= COMPITO =
Rispondi in breve sull'estratto dedicato alla mostra di Anna Ramenghi:
1. Di quale dipinto la pittrice ha eseguito una copia fra l'87 e l'88?
2. Dove è in corso la mostra?
3. Chi ha scritto il testo introduttivo all'esposizione?

Hozro: materiali sulle arti visive a Genova





ANNA RAMENGHI: EROS E VENERE ALLO SPECCHIO

E' da una copia della "Venere allo specchio" di Velasquez eseguita fra l'87 e l'88 che Anna Ramenghi ha preso le mosse per la mostra in corso allo Studio Leonardi che si configura come un gioco ininterrotto di rispecchiamenti, una messa in scena di simulacri che svelano la contiguità di presenza e assenza, di particolari assoggettati ad inattese deformazioni fantastiche.
Articolando la propria operazione sulle valenze metaforiche del riflesso speculare, la pittrice ha allestito una teoria di stanze ove aleggia la presenza di Eros, evocato non solo nella ripetuta citazione iconografica ma - come afferma Giorgio Di Genova nel testo introduttivo all'esposizione - "nell'investimento che l'io creativo attua nella sua opera, ripetuta sfida a Thanatos".

= DATI FORNITI =
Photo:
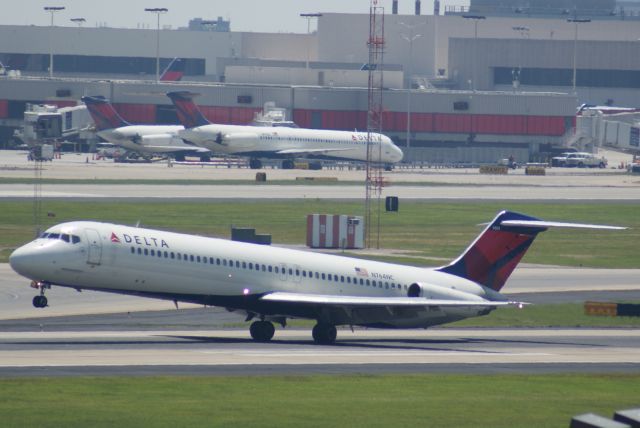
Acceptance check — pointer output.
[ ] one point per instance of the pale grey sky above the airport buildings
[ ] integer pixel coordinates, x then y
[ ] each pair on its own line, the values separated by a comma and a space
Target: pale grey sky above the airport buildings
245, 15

* * *

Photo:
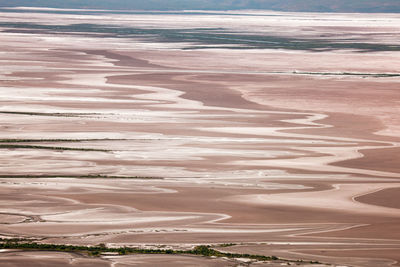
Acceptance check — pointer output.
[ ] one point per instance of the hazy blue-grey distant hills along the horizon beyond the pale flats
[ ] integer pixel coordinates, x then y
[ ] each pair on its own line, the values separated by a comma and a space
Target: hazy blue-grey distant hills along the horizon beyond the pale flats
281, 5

= SOLUZIONE =
1. La "Venere allo specchio" di Velasquez.
2. Allo Studio Leonardi.
3. Giorgio Di Genova.